- _Görev Hedefi_:
Verilen metne göre Sanat Tarihine Mümkün Bakışlar dizisinin beşinci konuğu kimdi? Lütfen yalnızca adını yazın.

- _Verilen Metin_:
Modern Resimler, Postmodern Görünümler, Küreselleşmiş İmgeler / Fotoğraf, Görsel Kültür, Görsel Bilgi
Modern Resimler, Postmodern Görünümler, Küreselleşmiş İmgeler
Sanat Tarihine Mümkün Bakışlar dizimizin beşinci konuğu sanat eleştirmeni, sergi yapımcısı ve günümüz sanat ortamında pek çok ilke imza atmış Beral Madra idi. Kendisiyle oturumdan önce yaptığımız sohbette ilgimiz ve sorularımız istikametinde, vadedilen başlığın öncesinde “Modern Resimler, Postmodern Görünümler, Küreselleşmiş İmgeler” üzerinden yeni bir dosya konusuyla başlamanın daha uygun olacağı üzerine bir konsensüs sağlanınca, misafirimiz bizlere iki dosya konusunu da sunma durumunda kaldı ve biz de bir ilki gerçekleştirmiş olduk.

- _Veri Kümesinden Alıntılar_:
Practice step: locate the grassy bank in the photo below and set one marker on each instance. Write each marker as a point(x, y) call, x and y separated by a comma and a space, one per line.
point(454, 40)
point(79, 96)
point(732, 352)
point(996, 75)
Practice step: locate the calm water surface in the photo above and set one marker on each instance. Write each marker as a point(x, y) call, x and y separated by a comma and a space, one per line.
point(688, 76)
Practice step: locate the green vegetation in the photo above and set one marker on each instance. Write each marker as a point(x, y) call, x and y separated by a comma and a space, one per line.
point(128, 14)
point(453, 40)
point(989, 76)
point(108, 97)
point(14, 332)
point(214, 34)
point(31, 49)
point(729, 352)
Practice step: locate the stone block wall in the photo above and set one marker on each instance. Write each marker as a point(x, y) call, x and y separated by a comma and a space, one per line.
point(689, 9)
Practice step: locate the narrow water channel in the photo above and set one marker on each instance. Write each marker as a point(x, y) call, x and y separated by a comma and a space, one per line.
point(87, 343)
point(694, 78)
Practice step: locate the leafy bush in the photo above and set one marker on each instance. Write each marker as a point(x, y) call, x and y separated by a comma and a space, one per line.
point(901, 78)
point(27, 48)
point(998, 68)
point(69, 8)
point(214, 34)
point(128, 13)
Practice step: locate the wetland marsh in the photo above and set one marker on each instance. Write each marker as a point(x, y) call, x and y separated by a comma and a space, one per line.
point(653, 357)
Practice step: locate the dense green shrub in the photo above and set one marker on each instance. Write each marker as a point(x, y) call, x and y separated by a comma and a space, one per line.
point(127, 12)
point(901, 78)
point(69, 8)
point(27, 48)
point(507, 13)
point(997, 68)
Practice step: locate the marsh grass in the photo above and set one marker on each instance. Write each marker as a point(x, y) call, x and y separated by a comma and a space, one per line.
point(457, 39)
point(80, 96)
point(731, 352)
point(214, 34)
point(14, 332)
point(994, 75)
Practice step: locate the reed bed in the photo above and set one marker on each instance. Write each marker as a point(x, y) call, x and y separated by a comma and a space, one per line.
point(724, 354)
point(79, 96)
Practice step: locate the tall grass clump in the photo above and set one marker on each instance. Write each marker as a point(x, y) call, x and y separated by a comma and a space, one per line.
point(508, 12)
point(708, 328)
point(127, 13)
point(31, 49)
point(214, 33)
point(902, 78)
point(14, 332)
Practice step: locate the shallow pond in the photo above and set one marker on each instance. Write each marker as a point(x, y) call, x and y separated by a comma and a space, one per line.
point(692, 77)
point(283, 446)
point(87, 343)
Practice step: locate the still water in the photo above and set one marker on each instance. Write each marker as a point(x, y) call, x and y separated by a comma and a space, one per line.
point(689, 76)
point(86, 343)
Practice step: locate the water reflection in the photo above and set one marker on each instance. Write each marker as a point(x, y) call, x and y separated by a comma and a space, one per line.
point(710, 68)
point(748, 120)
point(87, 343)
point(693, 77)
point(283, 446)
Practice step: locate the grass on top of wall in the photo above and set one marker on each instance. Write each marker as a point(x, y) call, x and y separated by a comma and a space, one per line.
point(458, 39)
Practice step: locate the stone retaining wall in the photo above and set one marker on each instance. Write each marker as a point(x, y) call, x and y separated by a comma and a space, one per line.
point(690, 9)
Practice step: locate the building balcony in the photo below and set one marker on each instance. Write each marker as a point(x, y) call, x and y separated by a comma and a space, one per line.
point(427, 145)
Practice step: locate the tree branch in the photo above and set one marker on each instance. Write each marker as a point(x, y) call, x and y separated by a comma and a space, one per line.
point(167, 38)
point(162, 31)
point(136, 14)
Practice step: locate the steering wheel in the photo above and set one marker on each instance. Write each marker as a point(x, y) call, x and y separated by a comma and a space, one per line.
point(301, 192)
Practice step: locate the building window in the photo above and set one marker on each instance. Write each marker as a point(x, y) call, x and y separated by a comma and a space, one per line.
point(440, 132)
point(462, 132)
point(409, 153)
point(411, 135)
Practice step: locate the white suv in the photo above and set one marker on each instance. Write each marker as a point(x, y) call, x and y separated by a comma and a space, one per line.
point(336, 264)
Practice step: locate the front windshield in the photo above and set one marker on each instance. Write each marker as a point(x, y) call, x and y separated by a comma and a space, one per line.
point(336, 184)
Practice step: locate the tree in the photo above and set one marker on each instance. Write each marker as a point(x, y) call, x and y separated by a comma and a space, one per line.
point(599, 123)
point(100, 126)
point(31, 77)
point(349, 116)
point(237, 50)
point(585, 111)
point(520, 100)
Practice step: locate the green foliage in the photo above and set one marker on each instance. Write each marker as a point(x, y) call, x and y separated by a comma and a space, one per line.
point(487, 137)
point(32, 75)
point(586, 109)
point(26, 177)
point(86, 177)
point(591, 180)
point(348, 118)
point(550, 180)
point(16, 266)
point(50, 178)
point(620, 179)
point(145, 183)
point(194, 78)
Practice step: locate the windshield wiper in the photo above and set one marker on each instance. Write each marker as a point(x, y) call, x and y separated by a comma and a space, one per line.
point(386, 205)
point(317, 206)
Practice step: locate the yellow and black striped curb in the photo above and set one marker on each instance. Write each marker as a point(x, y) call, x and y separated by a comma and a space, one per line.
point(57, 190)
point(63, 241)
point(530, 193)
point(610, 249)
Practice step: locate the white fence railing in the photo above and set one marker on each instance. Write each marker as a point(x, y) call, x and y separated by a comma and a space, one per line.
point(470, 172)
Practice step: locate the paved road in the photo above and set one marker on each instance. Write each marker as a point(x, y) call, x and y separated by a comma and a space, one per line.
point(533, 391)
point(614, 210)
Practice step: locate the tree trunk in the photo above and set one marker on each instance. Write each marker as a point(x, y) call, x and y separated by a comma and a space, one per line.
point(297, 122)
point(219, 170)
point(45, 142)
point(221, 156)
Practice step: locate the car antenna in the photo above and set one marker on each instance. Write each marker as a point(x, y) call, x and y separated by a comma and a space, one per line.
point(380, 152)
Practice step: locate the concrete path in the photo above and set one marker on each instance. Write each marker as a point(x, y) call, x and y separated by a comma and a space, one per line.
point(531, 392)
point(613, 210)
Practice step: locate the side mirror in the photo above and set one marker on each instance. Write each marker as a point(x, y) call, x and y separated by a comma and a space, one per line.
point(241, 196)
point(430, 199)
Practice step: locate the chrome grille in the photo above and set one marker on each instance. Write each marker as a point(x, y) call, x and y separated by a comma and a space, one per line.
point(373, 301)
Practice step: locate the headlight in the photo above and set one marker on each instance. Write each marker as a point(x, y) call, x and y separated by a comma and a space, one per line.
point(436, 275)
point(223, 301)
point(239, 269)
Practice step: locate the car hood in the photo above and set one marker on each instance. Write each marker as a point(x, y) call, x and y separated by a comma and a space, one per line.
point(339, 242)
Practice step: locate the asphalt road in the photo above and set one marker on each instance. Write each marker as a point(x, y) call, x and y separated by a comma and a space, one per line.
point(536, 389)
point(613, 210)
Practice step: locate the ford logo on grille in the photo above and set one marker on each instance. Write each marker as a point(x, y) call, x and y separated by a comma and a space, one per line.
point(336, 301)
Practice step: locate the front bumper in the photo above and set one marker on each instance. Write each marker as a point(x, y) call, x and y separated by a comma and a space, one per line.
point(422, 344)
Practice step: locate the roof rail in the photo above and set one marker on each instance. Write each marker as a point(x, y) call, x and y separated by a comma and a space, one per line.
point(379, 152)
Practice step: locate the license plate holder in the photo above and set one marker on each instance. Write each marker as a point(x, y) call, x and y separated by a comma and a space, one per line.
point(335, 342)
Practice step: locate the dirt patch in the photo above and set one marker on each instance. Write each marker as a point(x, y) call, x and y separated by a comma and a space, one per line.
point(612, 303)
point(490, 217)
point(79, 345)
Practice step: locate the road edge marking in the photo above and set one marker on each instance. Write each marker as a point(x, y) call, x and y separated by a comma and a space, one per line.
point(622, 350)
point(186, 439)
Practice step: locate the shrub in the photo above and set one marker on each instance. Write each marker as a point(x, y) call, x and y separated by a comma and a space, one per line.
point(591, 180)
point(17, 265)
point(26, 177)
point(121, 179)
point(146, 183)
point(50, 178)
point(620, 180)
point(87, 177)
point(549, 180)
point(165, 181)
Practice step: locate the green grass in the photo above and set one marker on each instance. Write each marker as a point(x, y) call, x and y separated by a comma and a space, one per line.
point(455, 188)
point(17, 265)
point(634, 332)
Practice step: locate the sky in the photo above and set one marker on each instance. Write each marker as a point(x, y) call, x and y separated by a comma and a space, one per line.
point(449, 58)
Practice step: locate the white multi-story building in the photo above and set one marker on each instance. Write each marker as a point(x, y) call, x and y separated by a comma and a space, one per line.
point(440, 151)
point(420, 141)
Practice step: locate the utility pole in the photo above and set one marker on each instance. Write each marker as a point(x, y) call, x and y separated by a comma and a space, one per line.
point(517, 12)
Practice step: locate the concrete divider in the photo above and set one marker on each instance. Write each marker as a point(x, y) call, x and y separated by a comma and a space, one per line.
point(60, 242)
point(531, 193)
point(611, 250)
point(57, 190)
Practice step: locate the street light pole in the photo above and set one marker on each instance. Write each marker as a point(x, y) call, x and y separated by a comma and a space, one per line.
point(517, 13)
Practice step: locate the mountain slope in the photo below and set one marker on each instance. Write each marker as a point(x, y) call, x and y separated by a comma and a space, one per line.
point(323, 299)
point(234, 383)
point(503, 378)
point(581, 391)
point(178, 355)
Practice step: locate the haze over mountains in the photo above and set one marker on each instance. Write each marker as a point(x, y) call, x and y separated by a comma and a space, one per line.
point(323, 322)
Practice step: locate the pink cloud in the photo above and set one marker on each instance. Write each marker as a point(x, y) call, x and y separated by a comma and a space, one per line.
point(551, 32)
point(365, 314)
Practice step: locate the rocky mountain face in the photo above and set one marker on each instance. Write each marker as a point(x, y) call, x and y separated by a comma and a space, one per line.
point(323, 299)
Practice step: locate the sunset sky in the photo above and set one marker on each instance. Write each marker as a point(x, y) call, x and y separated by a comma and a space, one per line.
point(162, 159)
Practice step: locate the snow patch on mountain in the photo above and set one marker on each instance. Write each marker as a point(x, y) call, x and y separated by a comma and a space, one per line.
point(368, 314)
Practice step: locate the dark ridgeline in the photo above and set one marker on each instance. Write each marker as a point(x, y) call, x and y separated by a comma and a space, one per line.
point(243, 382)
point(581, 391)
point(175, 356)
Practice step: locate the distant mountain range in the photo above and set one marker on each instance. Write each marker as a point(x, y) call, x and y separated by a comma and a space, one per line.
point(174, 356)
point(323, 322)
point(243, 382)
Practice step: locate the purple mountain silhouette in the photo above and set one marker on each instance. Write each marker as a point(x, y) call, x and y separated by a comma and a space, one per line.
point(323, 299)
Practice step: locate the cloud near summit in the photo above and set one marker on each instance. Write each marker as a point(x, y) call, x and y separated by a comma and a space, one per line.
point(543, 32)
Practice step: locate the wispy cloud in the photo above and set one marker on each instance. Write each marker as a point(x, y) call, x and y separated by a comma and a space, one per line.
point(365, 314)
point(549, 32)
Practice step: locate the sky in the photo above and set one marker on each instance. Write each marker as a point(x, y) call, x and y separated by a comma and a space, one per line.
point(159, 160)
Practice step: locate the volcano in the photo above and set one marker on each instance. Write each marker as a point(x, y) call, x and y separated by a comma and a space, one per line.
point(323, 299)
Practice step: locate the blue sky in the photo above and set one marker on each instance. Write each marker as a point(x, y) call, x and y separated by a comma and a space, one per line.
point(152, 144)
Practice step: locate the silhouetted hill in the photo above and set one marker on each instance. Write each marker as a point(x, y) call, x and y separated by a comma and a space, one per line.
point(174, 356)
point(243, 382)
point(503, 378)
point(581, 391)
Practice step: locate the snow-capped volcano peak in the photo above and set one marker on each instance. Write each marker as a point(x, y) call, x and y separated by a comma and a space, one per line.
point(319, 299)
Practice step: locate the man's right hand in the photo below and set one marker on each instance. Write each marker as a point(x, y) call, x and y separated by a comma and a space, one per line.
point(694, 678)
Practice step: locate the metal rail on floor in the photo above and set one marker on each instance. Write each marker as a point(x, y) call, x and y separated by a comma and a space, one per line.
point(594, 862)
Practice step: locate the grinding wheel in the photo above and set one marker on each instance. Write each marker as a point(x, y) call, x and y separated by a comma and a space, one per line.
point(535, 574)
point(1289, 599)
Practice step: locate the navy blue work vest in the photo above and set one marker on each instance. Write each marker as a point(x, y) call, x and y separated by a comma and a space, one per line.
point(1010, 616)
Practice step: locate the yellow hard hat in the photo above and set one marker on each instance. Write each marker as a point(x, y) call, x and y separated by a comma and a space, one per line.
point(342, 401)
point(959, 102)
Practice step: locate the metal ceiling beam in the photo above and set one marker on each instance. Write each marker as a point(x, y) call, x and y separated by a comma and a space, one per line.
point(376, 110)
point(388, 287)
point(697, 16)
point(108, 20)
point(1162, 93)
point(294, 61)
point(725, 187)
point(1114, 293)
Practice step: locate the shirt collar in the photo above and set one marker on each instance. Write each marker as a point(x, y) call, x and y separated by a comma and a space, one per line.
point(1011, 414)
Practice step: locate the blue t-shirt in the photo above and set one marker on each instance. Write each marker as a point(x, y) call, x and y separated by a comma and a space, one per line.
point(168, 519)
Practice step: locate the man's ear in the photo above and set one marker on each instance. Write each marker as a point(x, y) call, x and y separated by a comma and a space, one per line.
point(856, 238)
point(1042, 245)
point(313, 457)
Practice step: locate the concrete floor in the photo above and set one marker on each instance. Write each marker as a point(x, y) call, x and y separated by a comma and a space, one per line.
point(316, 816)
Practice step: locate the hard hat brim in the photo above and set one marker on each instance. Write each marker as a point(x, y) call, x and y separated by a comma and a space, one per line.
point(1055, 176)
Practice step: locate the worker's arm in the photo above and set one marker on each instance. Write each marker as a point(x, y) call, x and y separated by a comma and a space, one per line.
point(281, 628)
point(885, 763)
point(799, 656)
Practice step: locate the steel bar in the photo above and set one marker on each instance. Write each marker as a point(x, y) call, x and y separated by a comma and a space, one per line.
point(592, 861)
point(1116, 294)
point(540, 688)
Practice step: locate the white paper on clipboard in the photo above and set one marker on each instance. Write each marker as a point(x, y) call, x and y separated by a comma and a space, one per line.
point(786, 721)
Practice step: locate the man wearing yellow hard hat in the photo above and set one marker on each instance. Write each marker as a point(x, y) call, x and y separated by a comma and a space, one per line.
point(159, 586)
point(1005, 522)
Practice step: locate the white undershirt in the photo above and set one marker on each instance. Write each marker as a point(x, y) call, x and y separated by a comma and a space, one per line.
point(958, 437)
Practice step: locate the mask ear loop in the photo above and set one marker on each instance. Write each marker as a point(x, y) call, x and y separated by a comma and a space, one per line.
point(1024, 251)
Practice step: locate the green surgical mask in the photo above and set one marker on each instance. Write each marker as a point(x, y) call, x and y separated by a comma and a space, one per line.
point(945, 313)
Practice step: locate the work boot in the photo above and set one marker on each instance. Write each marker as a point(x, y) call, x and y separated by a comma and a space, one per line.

- _Görevin Çözümü_:
Beral Madra